◆ TASK STATEMENT
Render each line of the listing below as a JSON list of strings, one string per line, leaving out blank lines.
[start of STORED ROWS]
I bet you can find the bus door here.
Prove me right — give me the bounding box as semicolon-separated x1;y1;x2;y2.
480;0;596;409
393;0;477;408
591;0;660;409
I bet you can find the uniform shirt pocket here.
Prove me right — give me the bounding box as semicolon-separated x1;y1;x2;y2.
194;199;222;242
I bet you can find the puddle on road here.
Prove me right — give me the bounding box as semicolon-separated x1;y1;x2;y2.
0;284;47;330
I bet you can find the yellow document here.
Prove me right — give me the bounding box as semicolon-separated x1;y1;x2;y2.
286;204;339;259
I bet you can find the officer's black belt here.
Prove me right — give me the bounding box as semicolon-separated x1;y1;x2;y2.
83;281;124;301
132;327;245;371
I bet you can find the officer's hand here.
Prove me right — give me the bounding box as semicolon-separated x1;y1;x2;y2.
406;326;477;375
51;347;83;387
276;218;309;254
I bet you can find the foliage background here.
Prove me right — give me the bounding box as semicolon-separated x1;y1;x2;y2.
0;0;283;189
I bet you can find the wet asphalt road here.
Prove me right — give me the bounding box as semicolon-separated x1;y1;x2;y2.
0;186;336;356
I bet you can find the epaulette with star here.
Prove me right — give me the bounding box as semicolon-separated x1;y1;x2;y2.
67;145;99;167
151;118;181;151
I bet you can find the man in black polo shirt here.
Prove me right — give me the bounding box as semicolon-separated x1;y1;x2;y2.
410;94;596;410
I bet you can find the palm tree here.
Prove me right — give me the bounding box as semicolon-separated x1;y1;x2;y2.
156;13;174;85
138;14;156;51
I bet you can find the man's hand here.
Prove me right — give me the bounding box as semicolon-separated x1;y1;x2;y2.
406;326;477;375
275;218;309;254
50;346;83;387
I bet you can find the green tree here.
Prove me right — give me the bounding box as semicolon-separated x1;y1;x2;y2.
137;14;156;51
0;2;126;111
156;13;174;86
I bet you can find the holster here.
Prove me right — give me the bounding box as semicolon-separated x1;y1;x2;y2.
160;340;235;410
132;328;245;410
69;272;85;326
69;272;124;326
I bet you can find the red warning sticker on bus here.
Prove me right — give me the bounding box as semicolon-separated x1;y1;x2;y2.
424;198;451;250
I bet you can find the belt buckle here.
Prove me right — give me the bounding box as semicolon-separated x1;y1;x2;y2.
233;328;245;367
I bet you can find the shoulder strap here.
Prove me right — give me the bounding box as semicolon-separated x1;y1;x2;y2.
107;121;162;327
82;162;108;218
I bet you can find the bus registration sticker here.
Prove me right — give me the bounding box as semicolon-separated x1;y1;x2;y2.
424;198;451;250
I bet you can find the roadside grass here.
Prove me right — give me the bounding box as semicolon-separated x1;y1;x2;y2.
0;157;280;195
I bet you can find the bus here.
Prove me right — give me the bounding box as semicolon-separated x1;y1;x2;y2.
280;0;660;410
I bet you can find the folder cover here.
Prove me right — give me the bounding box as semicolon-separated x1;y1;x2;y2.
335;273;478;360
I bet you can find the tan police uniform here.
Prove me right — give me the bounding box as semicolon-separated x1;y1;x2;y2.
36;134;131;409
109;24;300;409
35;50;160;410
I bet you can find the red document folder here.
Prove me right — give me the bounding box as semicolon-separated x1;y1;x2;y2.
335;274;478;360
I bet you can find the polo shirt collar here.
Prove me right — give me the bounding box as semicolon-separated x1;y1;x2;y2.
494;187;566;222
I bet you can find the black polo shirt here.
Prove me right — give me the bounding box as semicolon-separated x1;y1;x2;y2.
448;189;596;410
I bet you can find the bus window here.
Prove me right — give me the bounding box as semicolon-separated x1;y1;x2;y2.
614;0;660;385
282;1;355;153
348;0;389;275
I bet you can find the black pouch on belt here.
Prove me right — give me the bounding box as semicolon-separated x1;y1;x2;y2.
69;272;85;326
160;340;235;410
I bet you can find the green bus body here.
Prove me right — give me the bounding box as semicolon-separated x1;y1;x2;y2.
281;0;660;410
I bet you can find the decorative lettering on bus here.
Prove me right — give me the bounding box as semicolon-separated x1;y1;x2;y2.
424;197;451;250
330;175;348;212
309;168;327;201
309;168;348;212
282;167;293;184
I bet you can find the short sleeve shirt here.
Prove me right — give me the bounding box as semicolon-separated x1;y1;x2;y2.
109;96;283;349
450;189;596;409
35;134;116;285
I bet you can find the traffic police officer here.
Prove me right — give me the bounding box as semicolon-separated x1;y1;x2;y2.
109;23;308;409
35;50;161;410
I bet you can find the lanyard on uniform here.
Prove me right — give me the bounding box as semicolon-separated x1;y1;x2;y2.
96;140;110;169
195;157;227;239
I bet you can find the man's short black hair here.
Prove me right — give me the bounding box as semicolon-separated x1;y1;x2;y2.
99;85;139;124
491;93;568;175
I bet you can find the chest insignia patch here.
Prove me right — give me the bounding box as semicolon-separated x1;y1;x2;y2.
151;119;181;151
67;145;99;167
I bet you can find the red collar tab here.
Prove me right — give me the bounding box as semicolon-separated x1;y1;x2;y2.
[end of STORED ROWS]
◆ RESULT FOR THIS TASK
[
  "I bet you can find the bus door here.",
  "Prove me right — give me the bounding box as semicolon-separated x1;y1;x2;y2.",
  "480;0;596;409",
  "393;0;477;408",
  "591;0;660;409",
  "I bet you can find the uniform shirt pocket here.",
  "Prove me right — give me the bounding box as semicolon-separated x1;y1;x2;y2.",
  "194;199;222;242",
  "I bet you can find the puddle on road here.",
  "Prove me right — give me the bounding box as semicolon-separated x1;y1;x2;y2.",
  "0;284;47;330",
  "I bet you can find the yellow document here.",
  "Prove me right — give me the bounding box as semicolon-separated x1;y1;x2;y2.",
  "286;204;339;259",
  "I bet you can find the officer's black belt here.",
  "Prove me right — give me the bounding box as semicolon-separated x1;y1;x2;y2.",
  "83;281;124;301",
  "132;327;245;371",
  "I bet you can find the officer's hand here.",
  "Prove me right — give me the bounding box as semicolon-separated x1;y1;x2;y2.",
  "406;326;477;375",
  "51;347;83;387",
  "276;218;309;254",
  "I bet you can find the foliage background here.",
  "Prove me right — give me the bounding box as semicolon-separated x1;y1;x2;y2.",
  "0;0;283;189",
  "I bet you can find the wet asphalt road here.",
  "Prove me right — give me the bounding box as semicolon-separated x1;y1;x2;y2.",
  "0;186;336;356",
  "I bet you can find the epaulette with star here.",
  "Prove me right — give me the bounding box as semicolon-separated x1;y1;x2;y2.",
  "67;145;99;167",
  "151;118;181;151",
  "I bet you can find the man in black polo shirt here.",
  "Prove me right — give me the bounding box as semicolon-separated x1;y1;x2;y2.",
  "410;94;596;410",
  "I bet you can find the palm tree here.",
  "Prove me right — give me the bounding box as semicolon-separated x1;y1;x2;y2.",
  "156;13;174;85",
  "138;14;156;51",
  "I bet you can find the man's hand here.",
  "Prove me right — give me the bounding box as semicolon-separated x1;y1;x2;y2.",
  "406;326;477;375",
  "275;218;309;254",
  "50;346;83;387",
  "I bet you can find the green tree here.",
  "Prove me right — give me the bounding box as semicolon-separated x1;y1;x2;y2.",
  "137;14;156;51",
  "0;2;126;111",
  "156;13;174;86",
  "I bet you can find the holster here.",
  "Prove me right — give me the bounding box as semicolon-separated x1;y1;x2;y2.",
  "160;340;235;410",
  "132;328;245;410",
  "69;272;85;326",
  "69;272;124;326",
  "I bet you can find the red warning sticker on bus here.",
  "Prove me right — give me the bounding box as semicolon-separated x1;y1;x2;y2.",
  "424;198;451;250",
  "I bet you can find the belt buckle here.",
  "Prove me right — give me the bounding box as semicolon-separated x1;y1;x2;y2.",
  "233;328;245;367",
  "I bet you can find the shoulder strap here.",
  "Prove me right — give me the bounding box as semicolon-separated x1;y1;x2;y2.",
  "107;121;162;327",
  "82;162;108;218",
  "I bet you can find the bus registration sticker here.",
  "Prove me right — give me the bounding box as semicolon-separated x1;y1;x2;y2.",
  "424;198;451;250",
  "I bet you can find the roadside grass here.",
  "Prove me right — give me the bounding box as semicolon-separated x1;y1;x2;y2.",
  "0;157;280;195",
  "I bet you can find the bus here.",
  "Prove me right — give me the bounding box as semicolon-separated x1;y1;x2;y2.",
  "280;0;660;410",
  "I bet you can find the folder cover here.",
  "Prove me right — give me the bounding box as semicolon-separated x1;y1;x2;y2.",
  "335;273;478;360",
  "I bet you can find the tan police uniform here.",
  "Prove me right — give me the bounding box as semicolon-separated x1;y1;x2;y2.",
  "36;134;131;409",
  "109;24;300;409",
  "35;50;160;410",
  "I bet you can find the red document folder here.",
  "Prove me right — give me the bounding box as semicolon-separated x1;y1;x2;y2.",
  "335;274;478;360",
  "I bet you can find the polo shirt collar here.",
  "Prove me right — give me the bounding box as semicolon-separated x1;y1;x2;y2.",
  "494;187;566;222",
  "I bet you can find the black polo shirt here.",
  "Prove me right — give me the bounding box as semicolon-separated x1;y1;x2;y2.",
  "448;189;596;410",
  "I bet you can find the bus window here.",
  "Prove me right — give me the bounding box as semicolon-separated x1;y1;x2;y2.",
  "614;0;660;385",
  "282;1;355;153",
  "348;0;389;275",
  "I bet you can find the black pouch on belt here.",
  "Prove me right — give me the bounding box as semicolon-separated x1;y1;x2;y2.",
  "69;272;85;326",
  "160;340;235;410",
  "I bet you can find the green bus body here.",
  "Prove me right — give me the bounding box as semicolon-separated x1;y1;x2;y2.",
  "281;0;660;410",
  "I bet you can find the decorative lettering on bus here.",
  "Prove me right — give me the bounding box as semicolon-separated x1;y1;x2;y2.",
  "424;197;451;250",
  "330;175;348;212",
  "309;168;327;201",
  "309;168;348;212",
  "282;167;293;184",
  "I bet you can find the short sleeve shirt here.",
  "Prove me right — give me the bounding box as semicolon-separated x1;y1;x2;y2.",
  "109;96;283;349",
  "450;189;596;409",
  "35;134;116;285",
  "I bet you can find the traffic police officer here.",
  "Prove me right — give me the bounding box as semicolon-separated x1;y1;x2;y2.",
  "109;23;308;409",
  "35;50;161;410",
  "I bet you can find the lanyard on uniform here.",
  "Prove me right — give me the bounding box as semicolon-separated x1;y1;x2;y2.",
  "96;140;110;169",
  "195;157;227;239",
  "I bet you can find the man's short black hair here.",
  "Prove me right — give me the bounding box as semicolon-separated x1;y1;x2;y2.",
  "99;85;139;124",
  "491;93;568;175",
  "I bet you can find the chest insignia patch here.",
  "Prove me right — give me the bounding box as semicolon-separated x1;y1;x2;y2.",
  "151;119;181;151",
  "67;145;99;167",
  "I bet you can find the red collar tab here.",
  "Prove me right — give me the bounding box as semicolon-separated x1;y1;x2;y2."
]